## BEGIN PROVIDED DATA

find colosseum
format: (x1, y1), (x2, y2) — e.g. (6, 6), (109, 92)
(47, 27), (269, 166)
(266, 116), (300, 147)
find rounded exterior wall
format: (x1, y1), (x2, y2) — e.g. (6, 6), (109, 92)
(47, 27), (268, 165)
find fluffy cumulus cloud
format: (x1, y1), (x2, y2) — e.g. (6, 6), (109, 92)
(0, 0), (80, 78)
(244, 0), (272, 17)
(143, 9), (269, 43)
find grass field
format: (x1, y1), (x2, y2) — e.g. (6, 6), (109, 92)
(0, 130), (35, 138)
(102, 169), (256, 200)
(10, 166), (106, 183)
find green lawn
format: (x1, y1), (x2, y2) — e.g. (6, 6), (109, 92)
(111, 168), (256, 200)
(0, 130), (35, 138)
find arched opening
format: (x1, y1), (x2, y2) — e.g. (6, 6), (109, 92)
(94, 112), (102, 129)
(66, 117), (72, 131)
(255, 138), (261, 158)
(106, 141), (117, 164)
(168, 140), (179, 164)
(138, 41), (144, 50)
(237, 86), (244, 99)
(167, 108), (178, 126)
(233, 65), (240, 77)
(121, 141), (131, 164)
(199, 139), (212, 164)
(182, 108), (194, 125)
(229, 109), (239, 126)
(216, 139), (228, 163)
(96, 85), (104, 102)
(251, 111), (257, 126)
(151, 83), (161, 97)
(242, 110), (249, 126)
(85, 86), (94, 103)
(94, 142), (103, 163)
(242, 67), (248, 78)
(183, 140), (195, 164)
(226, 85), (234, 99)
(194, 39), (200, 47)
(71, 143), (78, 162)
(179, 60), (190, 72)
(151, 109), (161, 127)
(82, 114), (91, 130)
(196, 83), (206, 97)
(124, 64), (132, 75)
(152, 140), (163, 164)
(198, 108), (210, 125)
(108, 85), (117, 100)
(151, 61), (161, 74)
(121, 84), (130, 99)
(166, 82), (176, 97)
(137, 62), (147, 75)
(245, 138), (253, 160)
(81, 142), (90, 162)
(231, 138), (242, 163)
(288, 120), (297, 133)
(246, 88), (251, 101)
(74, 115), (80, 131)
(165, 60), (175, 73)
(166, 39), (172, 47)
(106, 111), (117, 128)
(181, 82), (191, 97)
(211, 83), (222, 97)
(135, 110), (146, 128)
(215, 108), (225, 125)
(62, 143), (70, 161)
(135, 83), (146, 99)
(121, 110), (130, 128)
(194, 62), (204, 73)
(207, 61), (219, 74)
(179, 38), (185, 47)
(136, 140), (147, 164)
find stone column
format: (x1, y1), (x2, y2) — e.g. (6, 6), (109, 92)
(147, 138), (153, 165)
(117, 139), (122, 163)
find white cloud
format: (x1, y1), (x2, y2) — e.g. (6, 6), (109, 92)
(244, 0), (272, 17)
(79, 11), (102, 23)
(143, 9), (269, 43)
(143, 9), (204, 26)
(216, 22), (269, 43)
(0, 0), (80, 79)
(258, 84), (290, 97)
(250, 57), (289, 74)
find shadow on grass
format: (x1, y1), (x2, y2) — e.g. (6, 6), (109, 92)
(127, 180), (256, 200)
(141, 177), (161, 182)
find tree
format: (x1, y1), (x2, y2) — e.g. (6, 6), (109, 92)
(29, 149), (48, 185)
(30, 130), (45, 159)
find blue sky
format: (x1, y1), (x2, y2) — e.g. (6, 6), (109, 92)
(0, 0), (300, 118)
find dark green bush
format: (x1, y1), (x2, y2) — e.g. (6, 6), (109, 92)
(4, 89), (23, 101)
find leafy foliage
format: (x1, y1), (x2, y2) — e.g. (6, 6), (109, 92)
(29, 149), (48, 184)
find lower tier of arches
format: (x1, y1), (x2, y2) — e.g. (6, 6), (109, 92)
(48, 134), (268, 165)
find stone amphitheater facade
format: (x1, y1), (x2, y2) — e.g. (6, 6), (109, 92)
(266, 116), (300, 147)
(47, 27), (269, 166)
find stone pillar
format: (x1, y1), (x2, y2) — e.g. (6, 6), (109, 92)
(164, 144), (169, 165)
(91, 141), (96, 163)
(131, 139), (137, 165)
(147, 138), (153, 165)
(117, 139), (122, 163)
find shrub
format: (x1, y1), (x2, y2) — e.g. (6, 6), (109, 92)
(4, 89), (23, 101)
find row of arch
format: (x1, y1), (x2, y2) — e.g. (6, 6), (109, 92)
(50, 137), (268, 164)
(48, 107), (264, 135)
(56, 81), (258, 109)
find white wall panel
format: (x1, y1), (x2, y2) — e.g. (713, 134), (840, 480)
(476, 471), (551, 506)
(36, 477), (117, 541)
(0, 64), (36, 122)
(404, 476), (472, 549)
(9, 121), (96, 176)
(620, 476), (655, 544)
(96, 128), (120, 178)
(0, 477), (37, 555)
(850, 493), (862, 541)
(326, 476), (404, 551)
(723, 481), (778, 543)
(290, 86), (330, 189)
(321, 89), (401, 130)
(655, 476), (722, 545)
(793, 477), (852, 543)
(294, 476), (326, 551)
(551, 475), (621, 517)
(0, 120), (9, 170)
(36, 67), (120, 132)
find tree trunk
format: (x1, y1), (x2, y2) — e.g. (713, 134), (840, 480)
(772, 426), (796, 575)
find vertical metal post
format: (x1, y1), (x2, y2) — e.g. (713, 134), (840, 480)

## END PROVIDED DATA

SHORT TASK: Repeat all of the records above line for line, with nothing changed.

THE COMPLETED TASK:
find colosseum
format: (x1, y1), (x2, y2) — e.g. (6, 6), (109, 92)
(47, 27), (269, 166)
(266, 116), (300, 147)
find rounded exterior wall
format: (x1, y1), (x2, y2) — e.g. (6, 6), (109, 92)
(47, 27), (268, 165)
find fluffy cumulus cloud
format: (x1, y1), (x2, y2) — e.g. (6, 6), (109, 92)
(0, 0), (80, 78)
(244, 0), (272, 17)
(143, 9), (269, 43)
find grass field
format: (x1, y1), (x2, y2) — e.g. (6, 6), (109, 92)
(0, 130), (35, 138)
(102, 169), (256, 200)
(10, 166), (106, 183)
find green lawn
format: (x1, y1), (x2, y2) — e.g. (6, 6), (109, 92)
(111, 168), (256, 200)
(0, 130), (35, 138)
find arched opening
format: (x1, y1), (x2, y2) — e.g. (6, 6), (109, 92)
(94, 112), (102, 129)
(66, 117), (72, 131)
(255, 138), (261, 158)
(106, 141), (117, 164)
(168, 140), (179, 164)
(138, 41), (144, 50)
(237, 86), (244, 99)
(167, 108), (178, 126)
(233, 65), (240, 77)
(121, 141), (131, 164)
(199, 139), (212, 164)
(182, 108), (194, 125)
(229, 109), (239, 126)
(216, 139), (228, 163)
(96, 85), (104, 102)
(251, 111), (257, 126)
(151, 83), (161, 97)
(242, 110), (249, 126)
(85, 86), (94, 103)
(94, 142), (103, 163)
(242, 67), (248, 78)
(183, 140), (195, 164)
(226, 85), (234, 99)
(194, 39), (200, 47)
(71, 143), (78, 162)
(179, 60), (190, 72)
(151, 109), (161, 127)
(82, 114), (91, 130)
(196, 83), (206, 97)
(124, 64), (132, 75)
(152, 140), (163, 164)
(198, 108), (210, 125)
(108, 85), (117, 100)
(151, 61), (161, 74)
(121, 84), (130, 99)
(166, 82), (176, 97)
(137, 62), (147, 75)
(245, 138), (253, 160)
(81, 142), (90, 162)
(231, 138), (242, 163)
(288, 120), (297, 133)
(246, 88), (251, 101)
(74, 115), (80, 131)
(165, 60), (175, 73)
(166, 39), (172, 47)
(106, 111), (117, 128)
(181, 82), (191, 97)
(211, 83), (222, 97)
(135, 110), (146, 128)
(215, 108), (225, 125)
(62, 143), (70, 161)
(135, 83), (146, 99)
(121, 110), (130, 128)
(194, 62), (204, 73)
(207, 61), (219, 74)
(179, 38), (185, 47)
(136, 140), (147, 164)
find stone column
format: (x1, y1), (x2, y2) — e.g. (6, 6), (109, 92)
(147, 138), (153, 165)
(117, 139), (122, 163)
find white cloud
format: (x1, y1), (x2, y2) — e.g. (6, 6), (109, 92)
(244, 0), (272, 17)
(79, 11), (102, 23)
(143, 9), (269, 43)
(143, 9), (204, 26)
(216, 22), (269, 43)
(0, 0), (80, 79)
(258, 84), (290, 97)
(250, 57), (289, 74)
find shadow on grass
format: (x1, y1), (x2, y2) — e.g. (6, 6), (109, 92)
(127, 180), (256, 200)
(141, 177), (161, 182)
find tree
format: (x1, y1), (x2, y2) — e.g. (6, 6), (109, 92)
(29, 149), (48, 185)
(30, 130), (45, 159)
find blue sky
format: (x1, y1), (x2, y2) — e.g. (6, 6), (109, 92)
(0, 0), (300, 118)
find dark green bush
format: (x1, y1), (x2, y2) — e.g. (6, 6), (109, 92)
(4, 89), (23, 101)
find leafy foliage
format: (x1, y1), (x2, y2) — e.g. (6, 6), (109, 92)
(29, 149), (48, 184)
find lower tier of arches
format: (x1, y1), (x2, y2) — e.g. (6, 6), (109, 92)
(48, 134), (268, 165)
find stone amphitheater facade
format: (x1, y1), (x2, y2) — e.g. (6, 6), (109, 92)
(266, 116), (300, 147)
(47, 27), (269, 166)
find stone pillar
format: (x1, y1), (x2, y2) — e.g. (6, 6), (109, 92)
(164, 144), (169, 165)
(91, 141), (96, 163)
(131, 139), (137, 165)
(147, 138), (153, 165)
(117, 139), (122, 163)
find shrub
format: (x1, y1), (x2, y2) — e.g. (6, 6), (109, 92)
(4, 89), (23, 101)
find row of arch
format: (x1, y1), (x2, y2) — e.g. (6, 6), (109, 92)
(50, 137), (268, 164)
(48, 107), (264, 135)
(56, 81), (258, 109)
find white wall panel
format: (x1, y1), (x2, y2) — e.g. (713, 134), (840, 480)
(476, 471), (551, 506)
(36, 477), (117, 541)
(0, 64), (36, 122)
(404, 476), (472, 549)
(9, 121), (96, 176)
(620, 476), (655, 544)
(96, 128), (120, 178)
(0, 477), (37, 555)
(850, 493), (862, 541)
(326, 476), (404, 551)
(723, 481), (778, 543)
(290, 86), (330, 189)
(321, 89), (401, 130)
(655, 476), (722, 545)
(793, 477), (852, 543)
(294, 476), (326, 551)
(551, 475), (621, 517)
(0, 120), (9, 170)
(36, 67), (120, 132)
find tree trunk
format: (x1, y1), (x2, y2) — e.g. (713, 134), (840, 480)
(772, 426), (796, 575)
find vertical metal post
format: (x1, y1), (x2, y2) — e.g. (713, 134), (840, 480)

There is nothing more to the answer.